Please reproduce, word for word, the stretch of the election commentary from "I'm just back" through "foreign cyber hackers.".

SOURCE EXTRACT ::

- - - - - - -

I'm just back in America and getting up to speed on how things stand this election year. Herewith, a handful of observations:
~In 2012, Mitt Romney was worried about Russia, and Barack Obama sneered that "the 1980s are now calling to ask for their foreign policy back".
Four years later, it's the Democrats who are running around shrieking about Russian "interference" in the US election. As one reader wrote to me:
The chronic and systemic political corruption of Obama/Clinton Democrat minions that have been covered up by elite Democrats, their partisan media and complicit Department of Justice's FBI, could only be exposed by foreign cyber hackers.
The 1980s are again calling to ask for their foreign policy back. But this time the roles are reversed. We're now the guys with the closed, secretive, paranoid elite desperate to prevent the truth getting out to the wider world. In the Soviet Union, the apparatchiks of the one-party state warned you not to listen to the BBC on short-wave under the bed covers at night. In America, CNN's Chris Cuomo warns you that it's "illegal" for you to read those Wikileaks emails. So just leave it to credentialed media wallahs like him to let you know if there's anything in them of any interest. Which, judging from the networks' coverage, there isn't.
So, as Chris Cuomo sees it, the same FBI whose officials were leaned on not to investigate Hillary for illegally keeping classified emails on a server housed in some guy's toilet in Colorado should instead investigate you for reading emails about her illegal emails. This is what a supposedly free press has been reduced to in order to drag Hillary across the finish line.
~It is still somewhat jaw-dropping (and not in the Monica sense) that the campaign to return the Clintons to the White House is now running on how terribly the other guy treats women. Introducing Hillary in New Hampshire today, Michelle Obama gave a speech on Trump as a sexual predator and then hailed Hillary as someone who's had "more exposure to the presidency" than any other candidate. Be that as it may, she had rather less exposure from the President than innumerable other women during the Clinton years. Paula Jones got considerably more, and without asking for it. But Mrs Clinton stands there and demands "dignity for women" - and nobody laughs.
~You gotta love the massed ranks of the media huffin' an' a-puffin' about how disgraceful Trump's remarks about "rigged" elections are. As I said on yesterday's John Oakley Show, America runs, at best, the most incompetent and, at worst, the dirtiest elections in the developed world. Ballot-wise, there's no such thing as a "presidential election"; there are instead a gazillion county elections with multiple voting methods of uncertain reliability. That's why, as I've said for many years, Republicans have to win "beyond the margin of lawyer" - because otherwise the Democrats will discover an extra 3,000 votes in a dumpster round the back of DNC HQ and then find a friendly judge with impressive powers of divining the true meaning of lightly dimpled chads. This doesn't happen in Canada, Britain, Australia, France, Denmark, etc. As I wrote three presidential elections ago:
What happens on Election Day is that the Democrats lose and then decide it was because of "unusually long lines" in "minority neighborhoods." What "minority neighborhoods" means is electoral districts run by Democrats: in Ohio in 2004 as in Florida in 2000, the "problems" all occur in counties where the Dems run the system. Sometimes, as in King County, Washington, they get lucky and find enough votes from the "disenfranchised" accidentally filed in the icebox at Democratic headquarters. But in Ohio, George W. Bush managed to win not just beyond the margin of error but beyond the margin of lawyer. If there had been anything to sue and re-sue and re-re-sue over, you can bet those 5,000 shysters the Kerry campaign flew in would do it. Instead, Mrs. Boxer and Mr. Conyers and Co. are using a kind of parliamentary privilege to taint Mr. Bush's victory without the flimsiest pretext.

- - - - - - -

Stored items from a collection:
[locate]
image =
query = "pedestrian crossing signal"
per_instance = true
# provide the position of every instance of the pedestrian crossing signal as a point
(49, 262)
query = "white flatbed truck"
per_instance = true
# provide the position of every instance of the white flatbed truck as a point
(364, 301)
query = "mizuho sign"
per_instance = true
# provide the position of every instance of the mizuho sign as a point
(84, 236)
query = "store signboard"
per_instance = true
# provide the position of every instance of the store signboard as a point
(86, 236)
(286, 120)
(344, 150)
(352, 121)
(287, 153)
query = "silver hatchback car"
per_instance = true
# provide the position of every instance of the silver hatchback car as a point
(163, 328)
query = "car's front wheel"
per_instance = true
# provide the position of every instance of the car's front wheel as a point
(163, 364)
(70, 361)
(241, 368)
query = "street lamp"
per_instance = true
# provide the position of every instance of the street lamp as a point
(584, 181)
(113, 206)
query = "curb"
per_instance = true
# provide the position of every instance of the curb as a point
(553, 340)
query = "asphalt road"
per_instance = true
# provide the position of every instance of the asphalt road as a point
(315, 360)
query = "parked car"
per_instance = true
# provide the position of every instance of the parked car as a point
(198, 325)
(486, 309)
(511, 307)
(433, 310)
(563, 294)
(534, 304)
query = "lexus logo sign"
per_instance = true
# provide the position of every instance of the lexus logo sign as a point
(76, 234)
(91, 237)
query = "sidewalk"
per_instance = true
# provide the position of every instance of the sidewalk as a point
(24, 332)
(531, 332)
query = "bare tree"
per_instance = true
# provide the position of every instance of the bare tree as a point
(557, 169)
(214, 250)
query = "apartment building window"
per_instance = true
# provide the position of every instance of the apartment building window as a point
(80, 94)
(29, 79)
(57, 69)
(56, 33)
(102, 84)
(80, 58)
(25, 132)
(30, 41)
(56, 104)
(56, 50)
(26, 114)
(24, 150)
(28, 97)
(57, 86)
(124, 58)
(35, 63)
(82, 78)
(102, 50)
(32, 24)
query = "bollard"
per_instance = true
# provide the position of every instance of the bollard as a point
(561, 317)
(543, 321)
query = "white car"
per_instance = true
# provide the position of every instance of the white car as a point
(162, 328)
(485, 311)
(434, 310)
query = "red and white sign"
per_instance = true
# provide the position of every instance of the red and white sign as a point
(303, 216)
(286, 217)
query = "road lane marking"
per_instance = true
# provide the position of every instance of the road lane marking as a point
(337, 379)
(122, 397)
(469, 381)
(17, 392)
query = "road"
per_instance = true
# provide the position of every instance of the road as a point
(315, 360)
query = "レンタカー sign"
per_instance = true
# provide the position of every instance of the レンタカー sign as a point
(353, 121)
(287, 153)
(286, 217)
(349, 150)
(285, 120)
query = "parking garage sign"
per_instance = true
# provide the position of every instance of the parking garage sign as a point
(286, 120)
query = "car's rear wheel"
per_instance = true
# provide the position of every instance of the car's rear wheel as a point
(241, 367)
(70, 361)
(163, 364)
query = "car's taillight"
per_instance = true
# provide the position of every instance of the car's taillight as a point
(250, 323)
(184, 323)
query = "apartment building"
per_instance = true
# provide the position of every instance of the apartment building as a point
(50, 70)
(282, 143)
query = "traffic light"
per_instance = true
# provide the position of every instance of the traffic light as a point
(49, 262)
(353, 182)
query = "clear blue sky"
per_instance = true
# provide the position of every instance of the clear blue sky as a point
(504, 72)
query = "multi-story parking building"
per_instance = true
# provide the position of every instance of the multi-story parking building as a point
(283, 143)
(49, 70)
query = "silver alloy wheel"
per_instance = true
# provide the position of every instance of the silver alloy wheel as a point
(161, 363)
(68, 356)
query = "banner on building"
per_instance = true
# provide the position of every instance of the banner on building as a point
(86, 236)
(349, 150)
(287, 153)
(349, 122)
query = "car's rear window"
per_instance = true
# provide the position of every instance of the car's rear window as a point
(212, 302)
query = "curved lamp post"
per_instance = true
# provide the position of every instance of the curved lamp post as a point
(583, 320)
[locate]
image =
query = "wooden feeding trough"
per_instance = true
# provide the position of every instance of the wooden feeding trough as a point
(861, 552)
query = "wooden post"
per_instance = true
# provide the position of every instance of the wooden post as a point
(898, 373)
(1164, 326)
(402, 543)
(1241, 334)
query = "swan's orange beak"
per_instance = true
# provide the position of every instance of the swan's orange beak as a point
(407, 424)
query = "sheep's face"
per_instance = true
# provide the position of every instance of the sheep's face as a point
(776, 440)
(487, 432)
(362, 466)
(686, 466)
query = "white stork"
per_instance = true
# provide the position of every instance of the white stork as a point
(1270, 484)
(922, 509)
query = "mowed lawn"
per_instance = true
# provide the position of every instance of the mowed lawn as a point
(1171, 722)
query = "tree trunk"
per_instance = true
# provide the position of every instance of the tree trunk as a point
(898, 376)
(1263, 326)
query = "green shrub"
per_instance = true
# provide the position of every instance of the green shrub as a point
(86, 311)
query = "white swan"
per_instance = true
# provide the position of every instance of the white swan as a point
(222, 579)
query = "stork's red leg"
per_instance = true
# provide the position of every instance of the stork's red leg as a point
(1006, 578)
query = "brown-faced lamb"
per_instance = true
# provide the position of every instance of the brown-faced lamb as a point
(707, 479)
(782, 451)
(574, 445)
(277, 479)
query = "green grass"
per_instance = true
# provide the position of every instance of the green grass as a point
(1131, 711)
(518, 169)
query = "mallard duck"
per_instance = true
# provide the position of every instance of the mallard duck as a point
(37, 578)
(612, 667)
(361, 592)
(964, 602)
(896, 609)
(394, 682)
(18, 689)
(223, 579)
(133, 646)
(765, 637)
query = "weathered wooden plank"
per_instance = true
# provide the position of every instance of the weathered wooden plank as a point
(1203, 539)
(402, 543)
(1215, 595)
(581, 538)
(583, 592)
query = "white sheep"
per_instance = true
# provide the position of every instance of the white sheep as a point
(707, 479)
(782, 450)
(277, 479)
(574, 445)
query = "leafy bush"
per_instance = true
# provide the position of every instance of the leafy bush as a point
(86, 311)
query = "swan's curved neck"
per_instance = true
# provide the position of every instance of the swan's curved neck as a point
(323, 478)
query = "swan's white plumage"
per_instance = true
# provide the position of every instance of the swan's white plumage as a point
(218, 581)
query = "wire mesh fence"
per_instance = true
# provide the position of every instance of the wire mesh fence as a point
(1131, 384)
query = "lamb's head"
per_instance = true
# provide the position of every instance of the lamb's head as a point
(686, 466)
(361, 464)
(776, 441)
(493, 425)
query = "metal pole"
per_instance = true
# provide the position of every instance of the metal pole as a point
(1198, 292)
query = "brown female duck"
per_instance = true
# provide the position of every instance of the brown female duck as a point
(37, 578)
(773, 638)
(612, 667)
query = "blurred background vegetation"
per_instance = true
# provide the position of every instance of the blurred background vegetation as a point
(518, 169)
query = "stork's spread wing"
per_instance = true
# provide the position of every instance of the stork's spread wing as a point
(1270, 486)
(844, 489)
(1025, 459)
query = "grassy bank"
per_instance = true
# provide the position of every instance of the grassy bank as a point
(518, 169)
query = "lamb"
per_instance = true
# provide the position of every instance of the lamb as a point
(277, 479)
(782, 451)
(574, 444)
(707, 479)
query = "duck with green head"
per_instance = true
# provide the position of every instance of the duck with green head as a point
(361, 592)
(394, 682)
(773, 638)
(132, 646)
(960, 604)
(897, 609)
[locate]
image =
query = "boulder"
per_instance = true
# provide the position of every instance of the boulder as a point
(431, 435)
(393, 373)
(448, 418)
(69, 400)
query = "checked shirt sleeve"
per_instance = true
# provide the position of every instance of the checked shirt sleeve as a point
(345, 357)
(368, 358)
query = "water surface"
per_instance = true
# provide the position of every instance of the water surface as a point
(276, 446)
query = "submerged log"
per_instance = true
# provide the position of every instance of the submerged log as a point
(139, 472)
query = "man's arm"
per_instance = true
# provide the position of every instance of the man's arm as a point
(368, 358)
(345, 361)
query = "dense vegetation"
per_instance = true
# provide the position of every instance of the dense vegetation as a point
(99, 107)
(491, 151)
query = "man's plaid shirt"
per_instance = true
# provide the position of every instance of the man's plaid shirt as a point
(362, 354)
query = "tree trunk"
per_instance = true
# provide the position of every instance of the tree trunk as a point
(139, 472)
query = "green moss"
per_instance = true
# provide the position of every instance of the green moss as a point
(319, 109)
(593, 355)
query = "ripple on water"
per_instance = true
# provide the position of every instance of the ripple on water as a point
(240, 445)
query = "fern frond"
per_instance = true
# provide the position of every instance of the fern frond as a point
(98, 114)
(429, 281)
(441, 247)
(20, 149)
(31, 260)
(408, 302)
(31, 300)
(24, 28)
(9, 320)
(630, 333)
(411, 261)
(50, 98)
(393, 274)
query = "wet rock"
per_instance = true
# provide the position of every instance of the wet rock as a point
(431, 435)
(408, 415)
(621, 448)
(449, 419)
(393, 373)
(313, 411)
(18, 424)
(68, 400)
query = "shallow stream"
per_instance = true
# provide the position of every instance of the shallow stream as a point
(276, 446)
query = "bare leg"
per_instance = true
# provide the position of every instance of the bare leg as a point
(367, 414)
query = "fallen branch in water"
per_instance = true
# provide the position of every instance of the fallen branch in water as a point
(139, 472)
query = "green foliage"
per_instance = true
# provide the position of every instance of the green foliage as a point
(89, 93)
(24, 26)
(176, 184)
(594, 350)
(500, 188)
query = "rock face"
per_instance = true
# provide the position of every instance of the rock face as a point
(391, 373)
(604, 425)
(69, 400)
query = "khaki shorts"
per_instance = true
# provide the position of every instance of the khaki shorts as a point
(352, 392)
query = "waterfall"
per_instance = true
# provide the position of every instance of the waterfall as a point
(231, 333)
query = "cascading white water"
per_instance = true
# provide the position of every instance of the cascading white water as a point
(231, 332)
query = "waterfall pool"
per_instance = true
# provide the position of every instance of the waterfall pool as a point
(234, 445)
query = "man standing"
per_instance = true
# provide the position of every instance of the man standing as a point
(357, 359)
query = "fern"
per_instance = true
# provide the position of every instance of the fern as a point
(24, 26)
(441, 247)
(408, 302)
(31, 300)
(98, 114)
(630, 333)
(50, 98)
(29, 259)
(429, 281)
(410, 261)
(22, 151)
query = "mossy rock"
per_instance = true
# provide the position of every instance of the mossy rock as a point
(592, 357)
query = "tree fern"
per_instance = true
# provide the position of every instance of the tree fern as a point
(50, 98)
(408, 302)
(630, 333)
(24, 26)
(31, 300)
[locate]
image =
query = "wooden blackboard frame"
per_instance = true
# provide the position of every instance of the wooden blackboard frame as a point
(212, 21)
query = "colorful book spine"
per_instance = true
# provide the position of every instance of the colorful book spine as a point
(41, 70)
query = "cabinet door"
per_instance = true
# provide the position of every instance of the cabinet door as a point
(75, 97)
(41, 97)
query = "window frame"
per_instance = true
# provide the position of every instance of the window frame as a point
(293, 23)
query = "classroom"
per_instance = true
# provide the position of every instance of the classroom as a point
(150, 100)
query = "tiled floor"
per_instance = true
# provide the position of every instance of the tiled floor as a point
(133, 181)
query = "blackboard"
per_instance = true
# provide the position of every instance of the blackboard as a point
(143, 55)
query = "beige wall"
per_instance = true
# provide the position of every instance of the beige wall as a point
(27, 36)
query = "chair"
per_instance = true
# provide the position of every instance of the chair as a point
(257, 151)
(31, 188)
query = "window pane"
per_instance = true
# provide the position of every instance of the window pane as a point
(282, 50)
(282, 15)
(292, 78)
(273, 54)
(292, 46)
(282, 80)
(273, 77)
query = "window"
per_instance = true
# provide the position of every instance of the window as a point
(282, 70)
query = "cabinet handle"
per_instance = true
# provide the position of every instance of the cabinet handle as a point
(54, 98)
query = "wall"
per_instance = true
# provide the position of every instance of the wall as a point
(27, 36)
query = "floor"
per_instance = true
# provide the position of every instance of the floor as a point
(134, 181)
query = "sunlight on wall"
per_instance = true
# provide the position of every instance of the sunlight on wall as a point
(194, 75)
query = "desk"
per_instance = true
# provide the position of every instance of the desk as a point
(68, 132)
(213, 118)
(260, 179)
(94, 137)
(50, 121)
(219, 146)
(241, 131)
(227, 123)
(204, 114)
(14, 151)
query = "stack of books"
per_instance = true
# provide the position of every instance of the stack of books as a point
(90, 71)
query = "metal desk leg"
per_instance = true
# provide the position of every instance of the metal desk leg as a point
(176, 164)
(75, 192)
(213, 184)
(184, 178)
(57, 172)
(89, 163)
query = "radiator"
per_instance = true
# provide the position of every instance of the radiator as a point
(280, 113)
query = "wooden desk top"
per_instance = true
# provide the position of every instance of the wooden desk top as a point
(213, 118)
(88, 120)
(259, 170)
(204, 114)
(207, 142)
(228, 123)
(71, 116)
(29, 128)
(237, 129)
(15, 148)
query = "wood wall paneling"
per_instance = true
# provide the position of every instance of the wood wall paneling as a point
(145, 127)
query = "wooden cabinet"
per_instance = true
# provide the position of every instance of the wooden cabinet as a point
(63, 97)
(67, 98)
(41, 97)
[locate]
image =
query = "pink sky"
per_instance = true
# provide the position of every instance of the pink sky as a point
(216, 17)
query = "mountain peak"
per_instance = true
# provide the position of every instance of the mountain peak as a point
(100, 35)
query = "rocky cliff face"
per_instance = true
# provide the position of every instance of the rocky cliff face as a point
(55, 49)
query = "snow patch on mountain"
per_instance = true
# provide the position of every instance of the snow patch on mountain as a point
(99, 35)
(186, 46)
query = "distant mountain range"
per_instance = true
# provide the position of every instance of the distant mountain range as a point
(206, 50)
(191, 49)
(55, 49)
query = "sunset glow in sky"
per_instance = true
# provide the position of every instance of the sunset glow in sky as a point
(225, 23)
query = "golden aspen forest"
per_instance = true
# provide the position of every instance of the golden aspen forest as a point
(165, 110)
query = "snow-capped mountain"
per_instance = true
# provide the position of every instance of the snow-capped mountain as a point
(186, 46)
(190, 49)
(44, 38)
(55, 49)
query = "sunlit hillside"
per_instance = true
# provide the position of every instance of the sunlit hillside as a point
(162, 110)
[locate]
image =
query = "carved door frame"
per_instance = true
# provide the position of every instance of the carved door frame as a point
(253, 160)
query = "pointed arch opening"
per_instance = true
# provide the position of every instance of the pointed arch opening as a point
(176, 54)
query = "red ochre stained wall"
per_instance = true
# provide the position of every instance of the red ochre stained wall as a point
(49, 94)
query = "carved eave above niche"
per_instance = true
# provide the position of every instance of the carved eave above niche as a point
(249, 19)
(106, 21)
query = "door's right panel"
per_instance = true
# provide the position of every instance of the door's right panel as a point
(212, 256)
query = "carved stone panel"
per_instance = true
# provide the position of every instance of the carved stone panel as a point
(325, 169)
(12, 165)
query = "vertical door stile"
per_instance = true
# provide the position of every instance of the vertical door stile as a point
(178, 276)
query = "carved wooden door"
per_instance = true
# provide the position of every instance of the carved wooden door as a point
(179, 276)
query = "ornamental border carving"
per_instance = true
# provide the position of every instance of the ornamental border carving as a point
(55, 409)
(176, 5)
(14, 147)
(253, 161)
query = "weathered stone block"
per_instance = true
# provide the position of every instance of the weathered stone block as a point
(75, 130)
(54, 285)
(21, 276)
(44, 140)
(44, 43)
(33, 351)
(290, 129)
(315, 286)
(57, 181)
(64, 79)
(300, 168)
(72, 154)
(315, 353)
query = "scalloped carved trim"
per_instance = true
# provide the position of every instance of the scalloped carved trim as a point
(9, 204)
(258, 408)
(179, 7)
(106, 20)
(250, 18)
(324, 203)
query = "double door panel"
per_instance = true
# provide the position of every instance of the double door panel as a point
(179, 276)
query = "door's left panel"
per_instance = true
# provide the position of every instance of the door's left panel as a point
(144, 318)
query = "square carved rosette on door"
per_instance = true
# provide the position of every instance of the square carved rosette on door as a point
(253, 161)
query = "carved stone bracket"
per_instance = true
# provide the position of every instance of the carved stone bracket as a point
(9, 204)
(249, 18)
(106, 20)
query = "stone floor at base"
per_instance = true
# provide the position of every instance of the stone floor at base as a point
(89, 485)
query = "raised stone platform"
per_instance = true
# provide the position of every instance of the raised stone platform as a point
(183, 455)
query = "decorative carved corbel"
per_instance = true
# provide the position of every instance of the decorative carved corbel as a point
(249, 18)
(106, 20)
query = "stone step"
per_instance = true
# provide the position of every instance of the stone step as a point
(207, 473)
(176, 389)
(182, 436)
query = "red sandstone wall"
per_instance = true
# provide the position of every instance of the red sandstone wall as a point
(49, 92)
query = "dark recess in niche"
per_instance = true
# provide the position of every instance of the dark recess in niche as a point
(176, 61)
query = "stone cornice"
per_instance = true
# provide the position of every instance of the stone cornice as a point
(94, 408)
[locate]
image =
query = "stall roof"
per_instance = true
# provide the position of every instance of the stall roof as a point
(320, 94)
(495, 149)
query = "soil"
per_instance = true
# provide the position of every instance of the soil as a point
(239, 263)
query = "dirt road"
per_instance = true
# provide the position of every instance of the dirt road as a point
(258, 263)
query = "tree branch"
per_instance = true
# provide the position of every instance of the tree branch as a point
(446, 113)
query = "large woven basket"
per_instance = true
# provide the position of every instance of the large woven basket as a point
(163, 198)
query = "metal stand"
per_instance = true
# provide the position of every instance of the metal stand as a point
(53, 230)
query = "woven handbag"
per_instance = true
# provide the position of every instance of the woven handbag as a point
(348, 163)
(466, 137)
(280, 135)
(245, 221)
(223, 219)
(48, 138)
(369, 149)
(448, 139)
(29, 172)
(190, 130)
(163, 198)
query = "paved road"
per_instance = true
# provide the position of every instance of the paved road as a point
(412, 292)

- - - - - - -

OUTPUT OF THE EXERCISE ::
I'm just back in America and getting up to speed on how things stand this election year. Herewith, a handful of observations:
~In 2012, Mitt Romney was worried about Russia, and Barack Obama sneered that "the 1980s are now calling to ask for their foreign policy back".
Four years later, it's the Democrats who are running around shrieking about Russian "interference" in the US election. As one reader wrote to me:
The chronic and systemic political corruption of Obama/Clinton Democrat minions that have been covered up by elite Democrats, their partisan media and complicit Department of Justice's FBI, could only be exposed by foreign cyber hackers.